▶ **EXCERPT**:
On 08.01.2015 00:02, Alan McKinnon wrote:
> On 07/01/2015 22:30, Stefan G. Weichinger wrote:
>> Am 07.01.2015 um 20:06 schrieb Tomas Mozes:
>>
>>> Strange, I only have successful stories with upgrading old gentoo
>>> machines. If you have a machine which you update regularly then you know
>>> all the issues during the time and so upgrading "per partes" leads to no
>>> surprises but the same challenges you've handled before. But yes, it
>>> takes time.
>>>
>>> Moreover, if you use configuration management like Ansible, you can even
>>> automatically merge changes when applications ship new configuration.
>>
>> Thanks for that posting, it reminds me of some bigger issue I wanted to
>> discuss here for quite a while now.
>>
>> Over the years I am now responsible for dozens of servers and VMs
>> running gentoo linux ... and I wonder how to efficiently keep track of them.
>>
>> I learned my first steps with puppet and use it in a basic setup for my
>> own machines in my LAN. It seems to work better for many identical
>> servers, let's say in a hosting environment.
>>
>> The servers at my customers are somehow similar but not identical:
>>
>> different setups for services ... different update-cycles (which have to
>> be synchronized and shortened as we have seen in this thread!) ...
>>
>> I look for a way of tracking all these systems:
>>
>> a) central database/repo with all the systems and how to access them:
>>
>>      * unique system id
>>      * what IP, port, ssh-key, etc etc
>>
>> I use git for local tracking of /etc on most of my systems in the last
>> years, but I did never really come up with a clever way how to
>> centralize dozens of separate git-repos ... one repo per server pushed
>> to one central git-home on of my inhouse servers?
>>
>> b) in addition tracking of let's say "rules" or "services":
>>
>>      * which server runs e.g. apache? So if there is a new security warning
>> out there for apache ... ask system "which servers/customers would need
>> that update?"
>>
>> etc etc
>>
>> c) when was my last access to that server? Have I looked into it lately?
>>      
>> (or more business-oriented:)
>> Do I even have to / does the customer pay for that?)
>> This should lead to some SLA-kind-of-thing, yes ... a bit off-topic for now.
>>
>> -
>>
>> Puppet is more oriented to push configs out to systems.

▶ **TASKS TO COMPLETE**:
(1) Reproduce the passage of the mailing-list message on managing Gentoo servers starting with "On 08.01.2015 00:02, Alan" and going on through "ship new configuration.", replacing "Ansible" with "Salt".
(2) Extend the mailing-list message on keeping track of many Gentoo servers by writing what follows its final sentence.

▶ **PROVIDED DATA**:
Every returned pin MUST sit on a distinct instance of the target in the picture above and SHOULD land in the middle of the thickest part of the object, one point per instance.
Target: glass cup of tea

▶ **THE RESPONSES**:
(1)
On 08.01.2015 00:02, Alan McKinnon wrote:
> On 07/01/2015 22:30, Stefan G. Weichinger wrote:
>> Am 07.01.2015 um 20:06 schrieb Tomas Mozes:
>>
>>> Strange, I only have successful stories with upgrading old gentoo
>>> machines. If you have a machine which you update regularly then you know
>>> all the issues during the time and so upgrading "per partes" leads to no
>>> surprises but the same challenges you've handled before. But yes, it
>>> takes time.
>>>
>>> Moreover, if you use configuration management like Salt, you can even
>>> automatically merge changes when applications ship new configuration.

(2)
>>
>> Maybe a combination would apply ... puppet for building the basement,
>> having stuff generalized (this path, that password/ssh-key ....)
>>
>> and some other components to track what has been done over time.
>>
>> I run OTRS  ( http://en.wikipedia.org/wiki/OTRS ) for my daily work and
>> looked into their module "ITSM" (
>> https://www.otrs.com/homepage/software/otrsitsm-features/ ) lately ...
>> it allows to create "configuration items" (think: ITIL) etc, so far I
>> think this is a bit of overkill and not really fitting the size of my
>> business.
>>
>> I'd love to keep it simple and CLI-oriented:
>>
>> Gentoo allows to define (nearly?) everything via text-files, combined
>> with the cleverness of git (and maybe puppet) this should give me a way of
>>
>> a) easily deploy new systems with configs according to some standards:
>>      I want these packages/users/paths/files ...
>>
>> b) track these systems: what boxes am I responsible for, what is out
>> there and failing? ;-) (not talking monitoring here ... just what are my
>> active systems out there)
>>
>> from there I should slowly get into defining new contracts with my
>> clients including regular checks each 3 or 6 months ... what has to be
>> done, are there any bigger updates to do (think udev, baselayout ...)
>> and tell them if is possible to update the box within a few hours in
>> parallel to normal work or if we need a bigger maintenance window.
>>
>> ---
>>
>> I am sure there are many other gentoo-users out there with similar
>> challenges to face. And I am looking forward to your thoughts,
>> experiences and recommendations!
> 
> 
> In my opinion, ansible almost always beats puppet.
> 
> Puppet is a) complex b) built to be able to deal with vast enterprise
> setups and c) has a definition language I never could wrap my brains
> around. It always felt to me like puppet was never a good fit for my needs.
> 
> Then ansible hit the scene. Now ansible is designed to do what sysadmins
> do anyway, to do it in mostly the same way, and to do it in an automated
> fashion. It fits nicely into my brain and I can read a playbook at a
> glance to know what it does.
> 
> Ansible deploys stuff and makes it like how you want it to be. It is
> equally good at managing 1000 identical machines as 100 mostly the same
> ones, or 20 totally different ones. How it manages this miracle is not
> easy to explain, so I urge you to give it a test drive. Fool around with
> a bunch of VMs to get a feel of how it works. A tip: keep it simple, and
> use roles everywhere.
> 
> Ansible works nicely with other tools like vagrant and docker which
> build and deploy your base images. Once you have a base machine with
> sshd running and an administrative login account, ansible takes over an
> manages the rest. It works really well.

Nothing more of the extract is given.